Interview

Susan Clinard

Susan Clinard is a contemporary American sculptor. Her life-scale figurative sculptures combine found objects, carved wood elements and fired ceramic heads and hands. Her compositions tell stories to help us connect and speak about our shared humanity. Susan’s allegorical mixed media sculptures reflect the times in which we live.

Susan is the 2019 winner of the national M.H.Hammerschal carving award and the Art by the Northeast 2018 award for sculpture. In 2015, she received the Arts Council of Greater NH artist award and IRIS’s Person of the Year honor.

She has been the artist in residence at the Eli Whitney Museum for the past ten years. Susan has taught at the School of the Art Institute of Chicago and the Palette and Chisel Academy of Fine Arts. She has received substantial public commissions, and her sculptures can be found in many private collections worldwide.

 

What is your background and how did you start your journey in the art world?

“My artist path is unconventional but in hindsight, completely necessary for the body of work I’ve been producing over the last 30 years. Art has always been at the core of my community building. It followed me through a foster care social work career after college, to teaching Chicago youth for 8 years in an arts job training program. For the last 15 years, I’ve been a volunteer, working with refugees who have resettled in the US from war-torn countries.
═══
Actions to take
**a.** In the interview with Susan Clinard, which award did she win in 2019?
**b.** Write what comes next in the Susan Clinard interview, picking up right after its final sentence.

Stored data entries
═══
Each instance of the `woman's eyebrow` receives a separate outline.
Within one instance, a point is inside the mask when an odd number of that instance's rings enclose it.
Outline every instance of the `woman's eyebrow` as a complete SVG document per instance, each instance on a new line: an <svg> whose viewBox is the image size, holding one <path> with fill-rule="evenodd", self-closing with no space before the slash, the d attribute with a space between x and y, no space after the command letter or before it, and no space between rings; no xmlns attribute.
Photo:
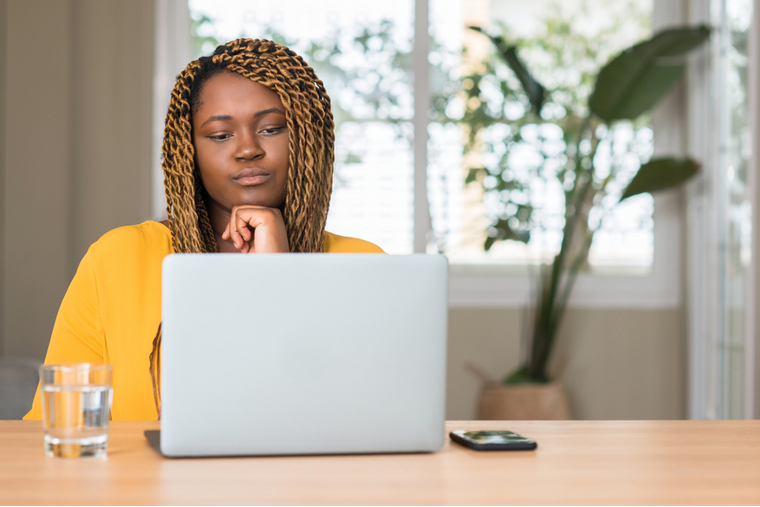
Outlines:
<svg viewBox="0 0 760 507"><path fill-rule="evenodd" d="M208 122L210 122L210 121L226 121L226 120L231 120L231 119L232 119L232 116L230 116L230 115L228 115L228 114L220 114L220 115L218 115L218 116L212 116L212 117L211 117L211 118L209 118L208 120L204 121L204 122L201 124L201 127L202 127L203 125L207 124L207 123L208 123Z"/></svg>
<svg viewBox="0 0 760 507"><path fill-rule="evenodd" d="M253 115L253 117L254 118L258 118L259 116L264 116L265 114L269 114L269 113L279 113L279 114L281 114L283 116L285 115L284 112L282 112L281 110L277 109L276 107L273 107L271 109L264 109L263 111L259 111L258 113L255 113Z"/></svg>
═══
Final results
**a.** She won the national M.H.Hammerschal carving award.

**b.**
I started sculpting at the age of 19. Following a degree in Cultural Anthropology from the University of Michigan, I moved to Chicago where my gift for storytelling took root. While exhibiting my art at multiple venues throughout the city, I also taught stone carving at the School of the Art Institute of Chicago, sculpture at the Palette and Chisel Academy, and Gallery 37. In 2007, I moved my studio to New Haven, Connecticut.”

What does your work aim to say? Does it comment on any current social or political issues?

“At its core, my body of work is about connectivity. After working for 3 decades with diverse communities in the arts, I’ve found the same desires, shared fears and beauty throughout countless voices. My body of work echoes the powerful words of Nina Simone when she said, ‘Artists must reflect the times in which they live’.

The contemporary figurative nature of my large scale sculptures uses found objects and abstraction that emphasizes the impact and wonder of who we are.”

“By carving wood, forming clay, bending wire, and using found objects, I hope to reveal something that you already know, but have never felt or considered before. Someone else’s story or beauty - so that in turn you see yourself reflected.”

Which current art world trends are you following?

“It’s inspiring to see the art world begin to wake up and recognize how biased the institutions have been by exclusively celebrating white male artists. To begin to hear the voices of women and artists of color is nothing short of cathartic.”

Do you plan your work in advance, or is it improvisation?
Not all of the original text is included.